> [EXTRAIT DU DOCUMENT]:
☆ ☆ ☆

2.2 L’intégration des technologies en contexte universitaire

Dans le domaine de l’intégration des technologies en pédagogie universitaire, Karsenti, Savoie-Zajc et Larose (2001) mentionnent qu’une telle intégration a pour but de favoriser et de faciliter l’apprentissage : elle passe alors par une transformation de la pratique pédagogique. Cette dernière se définit comme le concept opératoire de l’agencement spécifique et personnel d’attitudes, d’activités et d’interventions particulières à chaque situation pédagogique, mais aussi comme le reflet de qualités personnelles de l’enseignant exprimées dans l’acte éducatif. Une telle définition fait porter l’intégration des technologies de l’information et de la communication aux pratiques pédagogiques sur trois niveaux : sur le plan des pratiques anticipatives (préparation ou planification de l’enseignement) ; sur le plan des pratiques effectives (pratiques en salle de classe, réelles ou virtuelles) ; et sur le plan des pratiques réflexives (autoévaluation de son enseignement et amélioration continue de sa pratique). Toute nouvelle pratique intégrant les TIC peut s’évaluer suivant des éléments observables – comportements, actions, etc. – ou encore selon des éléments non observables – croyances, préconceptions, etc.

Dans une autre publication, Karsenti et Brodeur (2005) concluent sur la nécessité d’associer la recherche sur l’intégration de l’informatique à une recherche sur les fondements, les orientations et les facteurs affectant la pratique pédagogique.

Certaines études s’intéressent aux éléments non observables qualifiant la pratique pédagogique. Par exemple, Leclerc (2007) propose une typologie des enseignants selon des prédispositions psychologiques pour la pratique : les initiateurs, les hésitants, les réfractaires, etc. Si l’étude se focalise sur l’aspect non observable des enseignants, elle reste néanmoins dans l’analyse de facteurs internes, sans s’intéresser à l’école dans son ensemble comme système. Pour leur part, Coen et Schumacher (2006) proposent un outil d’analyse de l’intégration des technologies qui comprend les caractéristiques psychologiques et pédagogiques des enseignants. Dans ce cas, malgré une prise en compte des caractéristiques sociales, l’outil ne permet d’évaluer que la classe et non l’institution dans son ensemble comme système influençant l’intégration.

2.3 La dimension institutionnelle

Que cela se passe dans un contexte scolaire ou universitaire, il convient de signaler que, dans les recherches mentionnées, l’accent est souvent mis sur l’analyse des facteurs propres à l’enseignant ou à sa pratique pédagogique pour l’intégration des technologies de l’information et de la communication : l’objet d’étude est l’individu et non pas l’organisation prise comme un seul système. Les facteurs externes sont parfois évoqués (caractéristiques sociales, etc.), mais comme constituants de l’individu ou de sa pratique. La dissociation systématique des facteurs internes et des facteurs externes est un autre aspect important de ces recherches. Or, nous pensons que si l’intégration des technologies de l’information et de la communication se situe au niveau local de la pratique pédagogique, elle se situe en même temps à un niveau organisationnel : elle touche à la fois les aspects individuels et les aspects collectifs. Selon nous, saisir la spécificité de ces intégrations dans des contextes scolaires passe par une étude de leur effet sur le lien entre le comportement individuel et la structure organisationnelle. En ce sens, le concept d’institution peut nous apporter un autre regard sur l’intégration des technologies et constituer une unité d’analyse utile pour comprendre les jeux d’échanges autour des pratiques et techniques pédagogiques, dans une organisation éducative (Maroy, 2007). Dès lors, le concept d’institution peut-il amener à mieux comprendre l’intégration des technologies ?

☆ ☆ ☆

> [DONNÉES FOURNIES]:
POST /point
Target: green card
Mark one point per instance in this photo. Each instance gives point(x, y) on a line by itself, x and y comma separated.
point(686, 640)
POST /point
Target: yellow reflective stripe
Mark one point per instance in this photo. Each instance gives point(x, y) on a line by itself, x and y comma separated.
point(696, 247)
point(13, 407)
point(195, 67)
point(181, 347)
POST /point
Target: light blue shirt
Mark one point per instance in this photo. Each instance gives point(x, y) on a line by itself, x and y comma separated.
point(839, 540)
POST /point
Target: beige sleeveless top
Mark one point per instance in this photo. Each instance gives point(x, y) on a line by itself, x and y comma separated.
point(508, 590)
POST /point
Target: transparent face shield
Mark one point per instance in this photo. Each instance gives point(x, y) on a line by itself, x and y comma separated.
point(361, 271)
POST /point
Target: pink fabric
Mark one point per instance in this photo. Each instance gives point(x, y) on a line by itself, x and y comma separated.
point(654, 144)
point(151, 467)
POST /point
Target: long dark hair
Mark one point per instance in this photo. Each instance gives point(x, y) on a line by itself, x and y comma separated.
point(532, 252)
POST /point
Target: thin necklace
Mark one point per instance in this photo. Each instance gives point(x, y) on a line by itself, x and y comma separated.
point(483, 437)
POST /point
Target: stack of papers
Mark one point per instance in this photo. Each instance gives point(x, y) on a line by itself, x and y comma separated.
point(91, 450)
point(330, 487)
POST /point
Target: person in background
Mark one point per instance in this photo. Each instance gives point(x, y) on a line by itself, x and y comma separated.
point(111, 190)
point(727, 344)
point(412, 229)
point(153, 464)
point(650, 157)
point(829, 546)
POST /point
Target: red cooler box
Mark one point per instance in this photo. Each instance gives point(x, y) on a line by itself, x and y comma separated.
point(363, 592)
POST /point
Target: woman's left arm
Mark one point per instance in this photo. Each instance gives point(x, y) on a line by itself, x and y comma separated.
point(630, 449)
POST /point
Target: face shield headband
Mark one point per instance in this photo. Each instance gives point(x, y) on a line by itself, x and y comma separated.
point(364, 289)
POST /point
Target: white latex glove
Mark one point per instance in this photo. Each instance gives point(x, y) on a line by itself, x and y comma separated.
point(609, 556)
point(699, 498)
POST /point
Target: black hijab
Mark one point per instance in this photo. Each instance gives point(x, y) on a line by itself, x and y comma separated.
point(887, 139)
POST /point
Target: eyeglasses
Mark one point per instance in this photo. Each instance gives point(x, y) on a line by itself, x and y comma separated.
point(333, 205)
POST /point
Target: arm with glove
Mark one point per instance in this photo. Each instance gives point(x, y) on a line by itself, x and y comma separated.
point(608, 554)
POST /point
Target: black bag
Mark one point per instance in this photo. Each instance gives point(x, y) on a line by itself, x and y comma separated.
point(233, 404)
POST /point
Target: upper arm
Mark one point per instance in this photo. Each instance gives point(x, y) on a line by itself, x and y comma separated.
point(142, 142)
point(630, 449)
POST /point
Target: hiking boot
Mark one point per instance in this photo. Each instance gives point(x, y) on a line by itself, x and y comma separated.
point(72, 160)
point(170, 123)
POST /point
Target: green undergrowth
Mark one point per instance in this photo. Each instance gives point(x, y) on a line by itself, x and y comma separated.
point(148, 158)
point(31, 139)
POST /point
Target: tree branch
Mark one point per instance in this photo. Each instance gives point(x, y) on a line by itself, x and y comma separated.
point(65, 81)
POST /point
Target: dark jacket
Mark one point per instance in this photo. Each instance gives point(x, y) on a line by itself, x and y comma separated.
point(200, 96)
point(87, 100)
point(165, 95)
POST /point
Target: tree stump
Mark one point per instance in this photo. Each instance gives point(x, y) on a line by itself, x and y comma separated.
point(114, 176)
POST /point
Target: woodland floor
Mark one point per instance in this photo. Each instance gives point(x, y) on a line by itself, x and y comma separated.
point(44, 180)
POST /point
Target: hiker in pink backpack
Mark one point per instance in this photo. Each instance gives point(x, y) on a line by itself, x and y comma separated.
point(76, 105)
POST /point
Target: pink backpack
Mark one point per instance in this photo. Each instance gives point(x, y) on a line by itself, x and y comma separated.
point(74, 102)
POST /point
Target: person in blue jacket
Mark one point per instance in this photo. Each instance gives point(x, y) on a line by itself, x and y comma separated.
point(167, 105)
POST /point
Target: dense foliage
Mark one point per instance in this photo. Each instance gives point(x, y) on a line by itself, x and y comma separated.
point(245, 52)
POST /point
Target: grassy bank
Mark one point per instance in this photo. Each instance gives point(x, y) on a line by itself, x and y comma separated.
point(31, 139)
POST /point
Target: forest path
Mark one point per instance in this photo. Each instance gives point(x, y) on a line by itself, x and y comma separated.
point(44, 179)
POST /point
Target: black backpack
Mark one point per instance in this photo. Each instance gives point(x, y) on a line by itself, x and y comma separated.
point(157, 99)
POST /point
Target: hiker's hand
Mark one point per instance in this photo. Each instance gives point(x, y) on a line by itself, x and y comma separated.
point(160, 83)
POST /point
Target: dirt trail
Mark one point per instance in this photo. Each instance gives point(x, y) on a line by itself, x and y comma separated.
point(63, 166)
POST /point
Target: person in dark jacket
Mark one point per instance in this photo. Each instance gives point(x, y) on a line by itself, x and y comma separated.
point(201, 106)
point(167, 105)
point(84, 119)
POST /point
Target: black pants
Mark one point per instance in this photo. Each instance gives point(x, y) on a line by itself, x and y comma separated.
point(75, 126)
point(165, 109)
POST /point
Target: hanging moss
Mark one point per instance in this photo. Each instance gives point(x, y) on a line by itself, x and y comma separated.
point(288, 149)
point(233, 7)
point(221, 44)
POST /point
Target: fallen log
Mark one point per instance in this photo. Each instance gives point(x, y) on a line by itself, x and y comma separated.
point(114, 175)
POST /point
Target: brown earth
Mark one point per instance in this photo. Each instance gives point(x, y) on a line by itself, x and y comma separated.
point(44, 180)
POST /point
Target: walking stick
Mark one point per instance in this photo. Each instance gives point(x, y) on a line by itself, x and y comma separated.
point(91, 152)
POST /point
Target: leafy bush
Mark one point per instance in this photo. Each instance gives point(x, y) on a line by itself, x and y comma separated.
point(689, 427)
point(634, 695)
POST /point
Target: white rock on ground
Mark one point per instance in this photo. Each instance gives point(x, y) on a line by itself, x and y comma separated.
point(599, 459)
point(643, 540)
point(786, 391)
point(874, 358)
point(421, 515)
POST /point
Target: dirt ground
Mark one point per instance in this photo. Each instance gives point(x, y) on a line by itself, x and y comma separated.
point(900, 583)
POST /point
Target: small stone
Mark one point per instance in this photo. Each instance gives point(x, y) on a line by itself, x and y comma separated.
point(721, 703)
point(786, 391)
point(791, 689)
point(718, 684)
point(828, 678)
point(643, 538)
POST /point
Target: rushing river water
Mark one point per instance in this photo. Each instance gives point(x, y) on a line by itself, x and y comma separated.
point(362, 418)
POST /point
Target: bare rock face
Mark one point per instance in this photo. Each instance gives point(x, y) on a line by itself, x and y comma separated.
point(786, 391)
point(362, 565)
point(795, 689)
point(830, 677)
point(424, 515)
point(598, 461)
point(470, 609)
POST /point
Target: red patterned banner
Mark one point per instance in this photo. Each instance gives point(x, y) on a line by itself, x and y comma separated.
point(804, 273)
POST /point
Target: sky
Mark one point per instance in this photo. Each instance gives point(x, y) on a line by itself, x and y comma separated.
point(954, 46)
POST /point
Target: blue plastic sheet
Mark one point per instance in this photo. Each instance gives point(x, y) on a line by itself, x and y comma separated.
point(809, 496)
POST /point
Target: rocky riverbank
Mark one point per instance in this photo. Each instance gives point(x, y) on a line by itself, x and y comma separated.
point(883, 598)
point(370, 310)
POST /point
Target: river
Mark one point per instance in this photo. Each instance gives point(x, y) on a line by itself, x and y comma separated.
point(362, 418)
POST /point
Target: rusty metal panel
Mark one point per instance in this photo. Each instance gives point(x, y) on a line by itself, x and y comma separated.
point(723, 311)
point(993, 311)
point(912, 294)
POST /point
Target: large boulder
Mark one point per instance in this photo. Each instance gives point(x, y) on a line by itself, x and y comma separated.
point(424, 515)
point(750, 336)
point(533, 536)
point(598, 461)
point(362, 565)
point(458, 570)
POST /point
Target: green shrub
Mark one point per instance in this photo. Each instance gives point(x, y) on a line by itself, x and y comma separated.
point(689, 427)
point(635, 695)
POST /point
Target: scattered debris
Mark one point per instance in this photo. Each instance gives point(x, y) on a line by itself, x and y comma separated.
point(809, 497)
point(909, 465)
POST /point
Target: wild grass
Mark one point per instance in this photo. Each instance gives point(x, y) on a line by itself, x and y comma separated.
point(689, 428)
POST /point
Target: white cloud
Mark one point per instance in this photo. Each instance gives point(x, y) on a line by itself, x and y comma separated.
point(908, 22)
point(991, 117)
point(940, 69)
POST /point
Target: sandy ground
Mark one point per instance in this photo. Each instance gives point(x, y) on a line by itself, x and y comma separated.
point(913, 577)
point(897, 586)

☆ ☆ ☆

> [TRAVAIL DEMANDÉ]:
1. Selon l'extrait sur l'intégration des technologies à l'université, à quels trois niveaux des pratiques pédagogiques l'intégration des TIC se rapporte-t-elle ?
2. Recopiez sans rien changer le passage de l'extrait sur l'intégration des technologies qui va de « Certaines études s’intéressent » jusqu'à « système influençant l’intégration. » inclus.
3. Rédigez la suite de l'extrait sur l'intégration des technologies à l'université, en reprenant juste après sa dernière phrase.

> [RÉSULTATS PAR TÂCHE]:
1. Aux pratiques anticipatives, aux pratiques effectives et aux pratiques réflexives.

2.
Certaines études s’intéressent aux éléments non observables qualifiant la pratique pédagogique. Par exemple, Leclerc (2007) propose une typologie des enseignants selon des prédispositions psychologiques pour la pratique : les initiateurs, les hésitants, les réfractaires, etc. Si l’étude se focalise sur l’aspect non observable des enseignants, elle reste néanmoins dans l’analyse de facteurs internes, sans s’intéresser à l’école dans son ensemble comme système. Pour leur part, Coen et Schumacher (2006) proposent un outil d’analyse de l’intégration des technologies qui comprend les caractéristiques psychologiques et pédagogiques des enseignants. Dans ce cas, malgré une prise en compte des caractéristiques sociales, l’outil ne permet d’évaluer que la classe et non l’institution dans son ensemble comme système influençant l’intégration.

3.
3. Contexte théorique

Dans un premier temps, nous définissons l’approche institutionnelle et la notion d’institution afin de présenter notre cadre théorique. Dans un deuxième temps, nous adaptons ce cadre au contexte des technologies et en particulier aux outils de la messagerie instantanée et du courriel.

3.1 L’approche institutionnelle et l’institution

Les courants de pratiques institutionnelles sont apparus dans les années 1950, d’abord sur le plan thérapeutique, sous l’influence de l’anthropologie psychanalytique. Il s’agissait d’un ensemble de méthodes pour guérir des pathologies, souvent comportementales, par un jeu de modifications progressives des relations et des échanges dans une organisation donnée (Michaud, 1977). Par la suite, l’approche institutionnelle s’est étendue au domaine de l’éducation, en particulier avec les travaux de Georges Lapassade (cité dans Lourau, 1971) et de René Lourau (Lourau, 1971).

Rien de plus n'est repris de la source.